■ **GIVEN EXERCISE 1**
Please tally the rows that contain the word "white", with case counting, and give only the number.

── PROVIDED PASSAGE ──

A year ago a complete overhaul of international standards of bank accounting practices and regulatory compliance was high on the agenda when the world’s banking system was on the brink of a complete collapse were bailed out. Politicians and oversight boards vowed to get tough and insisted that revised rules cannot wait until the current recession is over. Banks and financial institutions would no longer be allowed to become too big, or to fail or take unnecessary risks or be rewarded with large bonus checks or take risks they did not understand. These were some of the clear statements made during the financial turmoil. Now a year later, as some big banks show reasonable signs of improvement and once again appear profitable, the gap between what politicians and regulators said was required a year ago and what reforms continue to be on the drawing board seem to widen quite a bit. Some of the initiatives that still have not had a complete breakthrough are: - Alter rules allowing bankrupt homeowners to remain in their homes
- A new consumer Create a protection agency for the financial sector
- OTC derivatives trading should go through clearing houses, limiting the counterparty risk.
Another issue that continues to create widespread debate is to determine specific limits on bankers’ bonuses, even tough efforts to cap executive pay started more than a decade ago. The Financial Stability Forum group of finance ministers and supervisors were asked to come up with specific rules for bonuses by the time of the Pittsburgh G20 summit last month and make risk-taking by financial institutions much more expensive or make banks less able to pay big bonuses for taking risk in the first place. Some other initiatives on the drawing board are: - Requirements for a ‘higher-quality’ capital to be held by banks as a shock absorber for the future, once the recovery is assured
- Introduction of countercyclical buffers so that banks set aside more reserves in good times to be drawn upon in bad
- Proposal from the Basel Committee on Banking Supervision, for an overall leverage ratio, setting out the maximum borrowing a bank can have relative to the capital base applied at each institution and across all its entities. (Believe it or not, US banks never signed up to the Basel II agreement on capital, but they already operate under such ratios).

───
── INPUT RECORDS ──

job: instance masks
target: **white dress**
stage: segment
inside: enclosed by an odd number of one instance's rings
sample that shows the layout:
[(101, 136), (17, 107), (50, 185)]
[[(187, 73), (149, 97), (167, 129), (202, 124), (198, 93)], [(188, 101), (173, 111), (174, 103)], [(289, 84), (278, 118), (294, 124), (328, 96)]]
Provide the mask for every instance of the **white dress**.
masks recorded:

───

■ **GIVEN EXERCISE 2**
Shorten the paragraph of the banking reform passage that begins "Proposal from the Basel Committee" and keep its main facts.

■ **WORKED SOLUTION 1**
2

■ **WORKED SOLUTION 2**
The Basel Committee on Banking Supervision has proposed an overall leverage ratio. It would cap a bank's borrowing relative to its capital base and apply at each institution and across all its entities. US banks never signed the Basel II capital agreement but already operate under such ratios.